Natural language region descriptions
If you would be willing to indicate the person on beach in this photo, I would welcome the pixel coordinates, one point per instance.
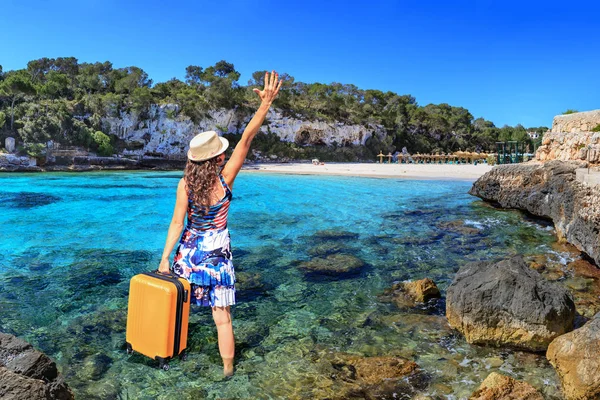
(203, 255)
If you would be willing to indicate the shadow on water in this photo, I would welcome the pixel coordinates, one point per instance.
(26, 200)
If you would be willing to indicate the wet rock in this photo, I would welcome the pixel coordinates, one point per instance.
(94, 367)
(421, 291)
(576, 358)
(333, 265)
(246, 281)
(501, 387)
(26, 373)
(333, 234)
(248, 285)
(508, 304)
(20, 357)
(327, 248)
(548, 190)
(458, 226)
(408, 294)
(584, 268)
(377, 377)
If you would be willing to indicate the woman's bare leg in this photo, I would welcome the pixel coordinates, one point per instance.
(222, 317)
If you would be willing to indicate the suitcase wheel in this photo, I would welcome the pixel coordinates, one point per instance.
(163, 364)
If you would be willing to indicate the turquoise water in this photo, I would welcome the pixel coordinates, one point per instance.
(71, 242)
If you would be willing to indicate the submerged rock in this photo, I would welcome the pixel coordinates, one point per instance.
(458, 226)
(548, 190)
(501, 387)
(376, 377)
(576, 358)
(333, 265)
(333, 234)
(26, 373)
(508, 304)
(408, 294)
(421, 290)
(327, 248)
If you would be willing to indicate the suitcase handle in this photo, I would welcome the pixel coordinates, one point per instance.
(172, 275)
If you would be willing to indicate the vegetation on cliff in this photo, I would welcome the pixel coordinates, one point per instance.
(65, 101)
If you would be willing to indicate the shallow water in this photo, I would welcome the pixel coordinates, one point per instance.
(71, 242)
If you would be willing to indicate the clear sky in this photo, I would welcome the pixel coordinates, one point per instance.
(507, 61)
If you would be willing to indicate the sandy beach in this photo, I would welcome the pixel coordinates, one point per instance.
(405, 171)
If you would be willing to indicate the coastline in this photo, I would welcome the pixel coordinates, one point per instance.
(463, 172)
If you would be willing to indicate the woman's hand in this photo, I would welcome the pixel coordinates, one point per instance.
(272, 86)
(164, 267)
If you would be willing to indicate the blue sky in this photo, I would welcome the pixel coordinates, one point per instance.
(507, 61)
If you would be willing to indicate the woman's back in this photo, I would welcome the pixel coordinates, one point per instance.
(215, 217)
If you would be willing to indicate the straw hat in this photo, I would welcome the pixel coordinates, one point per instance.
(206, 145)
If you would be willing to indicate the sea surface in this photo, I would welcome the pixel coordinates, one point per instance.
(71, 242)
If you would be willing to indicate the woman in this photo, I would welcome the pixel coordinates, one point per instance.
(203, 255)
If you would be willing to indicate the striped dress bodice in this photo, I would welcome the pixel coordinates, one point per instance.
(216, 218)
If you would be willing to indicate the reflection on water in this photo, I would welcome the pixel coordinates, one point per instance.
(67, 259)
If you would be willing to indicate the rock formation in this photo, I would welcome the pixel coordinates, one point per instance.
(508, 304)
(576, 358)
(165, 131)
(27, 374)
(408, 294)
(572, 138)
(501, 387)
(548, 190)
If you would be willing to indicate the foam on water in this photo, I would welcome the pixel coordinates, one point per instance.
(71, 242)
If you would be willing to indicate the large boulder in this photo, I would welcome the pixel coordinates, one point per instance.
(26, 373)
(576, 358)
(548, 190)
(508, 304)
(501, 387)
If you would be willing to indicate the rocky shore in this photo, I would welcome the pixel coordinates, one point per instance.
(549, 190)
(27, 374)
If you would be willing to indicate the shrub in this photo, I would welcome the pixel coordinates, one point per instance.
(103, 144)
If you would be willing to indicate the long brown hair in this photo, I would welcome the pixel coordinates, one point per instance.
(200, 179)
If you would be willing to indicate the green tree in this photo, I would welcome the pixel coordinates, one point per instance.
(193, 75)
(15, 87)
(102, 144)
(55, 86)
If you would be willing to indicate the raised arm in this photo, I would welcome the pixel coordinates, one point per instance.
(267, 95)
(175, 227)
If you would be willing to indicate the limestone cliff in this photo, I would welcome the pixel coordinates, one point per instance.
(571, 138)
(548, 190)
(164, 130)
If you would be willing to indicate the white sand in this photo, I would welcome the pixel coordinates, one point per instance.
(406, 171)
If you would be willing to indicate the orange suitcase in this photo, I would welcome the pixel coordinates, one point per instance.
(157, 316)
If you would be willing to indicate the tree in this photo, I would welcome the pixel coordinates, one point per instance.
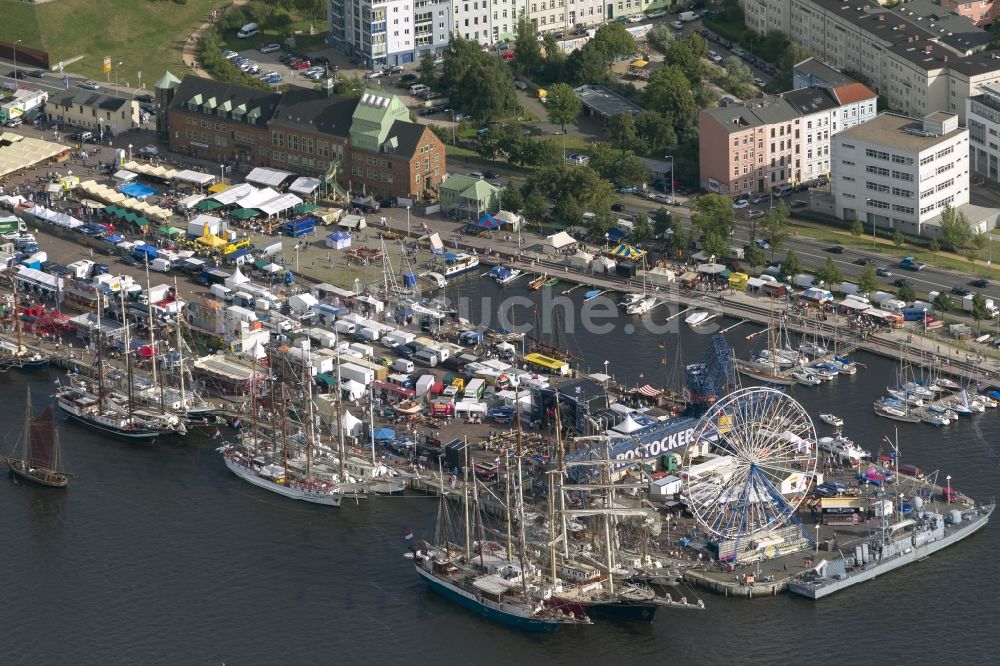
(620, 131)
(613, 42)
(792, 265)
(427, 70)
(775, 227)
(955, 230)
(526, 47)
(829, 273)
(511, 199)
(536, 207)
(942, 302)
(979, 310)
(897, 238)
(660, 37)
(754, 257)
(857, 229)
(907, 293)
(867, 280)
(562, 105)
(670, 93)
(655, 131)
(642, 230)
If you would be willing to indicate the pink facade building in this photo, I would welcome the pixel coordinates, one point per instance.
(980, 12)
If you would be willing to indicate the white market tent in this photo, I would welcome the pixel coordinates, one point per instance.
(255, 198)
(304, 185)
(268, 177)
(338, 240)
(194, 177)
(278, 204)
(233, 194)
(236, 279)
(560, 241)
(190, 201)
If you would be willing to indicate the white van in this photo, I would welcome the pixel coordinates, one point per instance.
(249, 30)
(403, 365)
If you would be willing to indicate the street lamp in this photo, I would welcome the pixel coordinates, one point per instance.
(15, 60)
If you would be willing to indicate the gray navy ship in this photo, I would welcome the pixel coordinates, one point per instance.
(895, 545)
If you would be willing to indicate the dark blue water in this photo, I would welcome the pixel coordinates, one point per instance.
(160, 555)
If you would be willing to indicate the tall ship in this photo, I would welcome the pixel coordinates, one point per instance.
(37, 459)
(267, 462)
(894, 545)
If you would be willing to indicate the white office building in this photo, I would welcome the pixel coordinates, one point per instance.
(896, 172)
(982, 117)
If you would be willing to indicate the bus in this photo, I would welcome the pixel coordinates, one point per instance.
(301, 227)
(547, 364)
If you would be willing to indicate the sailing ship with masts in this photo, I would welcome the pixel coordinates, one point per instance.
(270, 456)
(37, 458)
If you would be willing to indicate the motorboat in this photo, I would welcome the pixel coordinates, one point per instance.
(700, 318)
(947, 384)
(642, 306)
(504, 275)
(630, 298)
(918, 390)
(832, 419)
(935, 419)
(908, 398)
(821, 373)
(842, 447)
(813, 349)
(806, 379)
(891, 408)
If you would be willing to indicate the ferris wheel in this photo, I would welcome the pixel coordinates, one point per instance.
(765, 444)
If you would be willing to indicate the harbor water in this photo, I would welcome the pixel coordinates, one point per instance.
(160, 555)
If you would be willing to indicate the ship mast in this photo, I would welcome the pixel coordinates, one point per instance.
(152, 332)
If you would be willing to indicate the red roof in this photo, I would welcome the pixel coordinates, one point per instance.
(853, 92)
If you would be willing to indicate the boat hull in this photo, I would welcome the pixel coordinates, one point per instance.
(632, 611)
(281, 489)
(818, 591)
(47, 478)
(468, 600)
(132, 435)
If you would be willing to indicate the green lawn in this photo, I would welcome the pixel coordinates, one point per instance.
(144, 35)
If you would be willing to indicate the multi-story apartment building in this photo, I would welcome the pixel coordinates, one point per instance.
(900, 173)
(980, 12)
(749, 148)
(797, 126)
(918, 56)
(388, 32)
(367, 143)
(982, 117)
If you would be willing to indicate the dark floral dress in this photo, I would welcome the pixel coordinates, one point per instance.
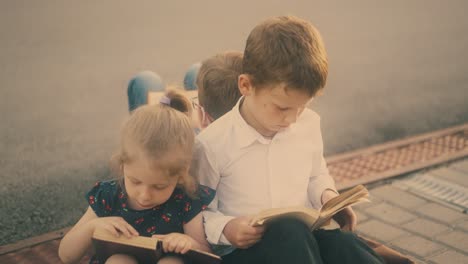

__What the task requires__:
Give back every entry in its exact wording, leaving the pictures out.

__Answer to this exercise__:
If you would be willing to indicate the person on beach in this photo, I would welcome the pixel coordinates, one point per instance.
(203, 255)
If you would be willing to indicate the shadow on water in this photo, I would welcome the pixel coordinates, one point per instance.
(26, 200)
If you would be willing to indicate the wet rock in this photo, I would welcome the pixel coordinates, one point per instance.
(94, 367)
(421, 291)
(576, 358)
(333, 265)
(246, 281)
(501, 387)
(26, 373)
(333, 234)
(248, 285)
(508, 304)
(20, 357)
(327, 248)
(548, 190)
(458, 226)
(408, 294)
(584, 268)
(377, 377)
If you would be willing to indicate the woman's bare leg in this photo, I would welcome the pixel coordinates, one point per instance.
(222, 317)
If you would be willing to indicate the suitcase wheel in this photo, I would welcome the pixel coordinates, one point per instance.
(163, 364)
If you would be willing to indicate the turquoise water in this photo, I would welcome the pixel coordinates, one point per instance.
(71, 242)
If you would be willing to indicate the submerged rock in this photo, I would welcome the pixel coordinates, one point per instance.
(458, 226)
(548, 190)
(501, 387)
(376, 377)
(576, 358)
(333, 265)
(333, 234)
(26, 373)
(508, 304)
(408, 294)
(421, 290)
(327, 248)
If you would be willing to indicate the suitcase handle in this photo, I would welcome the pixel coordinates, one point per instance.
(172, 275)
If you would be willing to indicate the vegetation on cliff in this photo, I would welcome the pixel coordinates, one point per instance.
(65, 101)
If you would be willing to indicate the shallow water in this photo, I would welcome the pixel coordinates, one point per instance.
(71, 242)
If you would be willing to indicate the clear sky in this photo, I would welcome the pixel coordinates, one point per instance.
(507, 61)
If you would be willing to indicate the sandy beach in this photo, I would welcome the pixel coordinates, one point per instance.
(405, 171)
If you would be willing to indicate the coastline in this photo, I would welcome the pixel coordinates, one point per instance.
(463, 172)
If you would be willing to indicate the woman's hand in this photo, I would welcome the pixel coordinates, one point per instance.
(272, 86)
(164, 267)
If you would be willing to indicate the blue sky in this photo, I would welcome the pixel coordinates, one point per instance.
(507, 61)
If you would be willing to indicate the woman's back in this photo, I would welcome the pixel coordinates, one point per instance.
(215, 217)
If you would be willing to indicate the straw hat in this photo, I would welcome the pixel coordinates, one point per instance.
(206, 145)
If you would be willing to indicate the sea surface in this photo, I would welcome the pixel coordinates, one point per instance.
(71, 242)
If you would be willing to indicate the woman in this photo, I would welcome the pixel coordinates, one point per instance.
(203, 255)
If you would be willing to indicate the striped dress bodice in this photo, I would welcome the pixel coordinates, one point per instance.
(216, 218)
If you would be willing to indicate the reflection on water in this photo, I would welcome the pixel coordinates, one point per instance.
(67, 259)
If you would be willing to indicate the rock formation in this photo, I would welcome the pixel coordinates, one point per instance.
(508, 304)
(576, 358)
(165, 131)
(27, 374)
(408, 294)
(572, 138)
(501, 387)
(548, 190)
If you would be willing to indicate the foam on water in this photo, I would welcome the pixel coordinates, one point per instance.
(71, 242)
If you would be willing to indicate the large boulder in this photo, I would welcome the pixel coordinates, one point per instance.
(26, 373)
(576, 358)
(548, 190)
(508, 304)
(501, 387)
If you would be willing to indicate the rocky shore in this photo, I would welcome the pixel coordinates, one point per instance.
(549, 190)
(27, 374)
If you would be willing to indicate the shrub in this photo, I would welcome the pixel coordinates, one point per instance.
(103, 144)
If you would be willing to indicate the long brown hair in this photo, I would welcome the pixel coordinates, one point per instance.
(200, 179)
If you would be willing to indicate the green tree in this photo, I would welcome the pixel coordinates, one point per instance.
(193, 75)
(15, 87)
(102, 144)
(55, 86)
If you would be willing to indicate the raised arm in this photo, I would welcome the pixel coordinates, one point per instance.
(267, 95)
(175, 227)
If you would be willing to indicate the limestone cliff in this photo, I would welcome the pixel coordinates, one point per instance.
(571, 138)
(548, 190)
(164, 130)
If you would be willing to indicate the white sand in this photo, I would welcome the pixel coordinates, one point per instance.
(406, 171)
If you would be willing to indicate the orange suitcase in this photo, I would welcome the pixel coordinates, one point per instance.
(157, 316)
If you would be willing to indicate the tree in this photo, I would welcome the pixel coordinates, one point per instance.
(620, 131)
(613, 42)
(792, 265)
(427, 70)
(775, 227)
(955, 230)
(526, 47)
(829, 273)
(511, 199)
(536, 207)
(942, 302)
(979, 310)
(897, 238)
(660, 37)
(754, 257)
(857, 229)
(907, 293)
(867, 280)
(562, 105)
(670, 93)
(655, 131)
(642, 230)
If you would be willing to indicate the pink facade building in this photo, I would welcome the pixel coordinates, one point per instance.
(980, 12)
If you would be willing to indicate the white market tent in this photo, I would welcome the pixel coordinates, one point per instance.
(255, 198)
(304, 185)
(268, 177)
(338, 240)
(194, 177)
(278, 204)
(233, 194)
(236, 279)
(560, 241)
(190, 201)
If you would be willing to indicate the white van in this photo, I would welcome the pixel coordinates, one point per instance.
(249, 30)
(403, 365)
If you would be willing to indicate the street lamp in this photo, I would welcome the pixel coordinates, one point per instance.
(15, 60)
If you would be willing to indicate the gray navy ship in this photo, I would welcome the pixel coordinates, one point per instance.
(895, 545)
If you would be willing to indicate the dark blue water in this photo, I would welcome the pixel coordinates, one point per instance.
(160, 555)
If you would be willing to indicate the tall ship in this photo, I would welcome the pixel coordinates, one point per instance.
(37, 459)
(267, 462)
(894, 545)
If you would be willing to indicate the white office building in this photo, I would welcome the pixel coordinates, one point per instance.
(896, 172)
(982, 117)
If you would be willing to indicate the bus in this photo, I would welcome the pixel coordinates, one point per instance.
(301, 227)
(547, 364)
If you would be willing to indicate the sailing ship with masts in this photo, I would welcome the pixel coordinates, one point per instance.
(270, 456)
(37, 458)
If you would be willing to indicate the motorboat in this photo, I would welcome the pixel coordinates, one point per instance.
(700, 318)
(947, 384)
(642, 306)
(504, 275)
(630, 298)
(918, 390)
(832, 419)
(935, 419)
(908, 398)
(821, 373)
(842, 447)
(813, 349)
(806, 379)
(891, 408)
If you would be willing to indicate the ferris wheel in this photo, I would welcome the pixel coordinates, one point per instance.
(765, 444)
If you would be willing to indicate the harbor water in this photo, I would welcome the pixel coordinates, one point per instance.
(160, 555)
If you would be willing to indicate the ship mast in this photo, I would welcome the pixel coordinates, one point per instance.
(152, 332)
If you would be willing to indicate the red roof in this photo, I would welcome the pixel coordinates, one point per instance.
(853, 92)
If you would be willing to indicate the boat hull in this photo, I would welcome the pixel coordinates, one point per instance.
(632, 611)
(281, 489)
(818, 591)
(47, 478)
(468, 600)
(132, 435)
If you would be willing to indicate the green lawn in this photo, I would welcome the pixel coordinates, one point per instance.
(144, 35)
If you would be willing to indicate the multi-story apartment building in this photo, I would welcome the pixel coordinates, one point per instance.
(900, 173)
(980, 12)
(749, 148)
(797, 126)
(918, 56)
(388, 32)
(367, 143)
(982, 117)
If you would be willing to indicate the dark floral dress in this photo, I would welcome the pixel coordinates, one point per instance.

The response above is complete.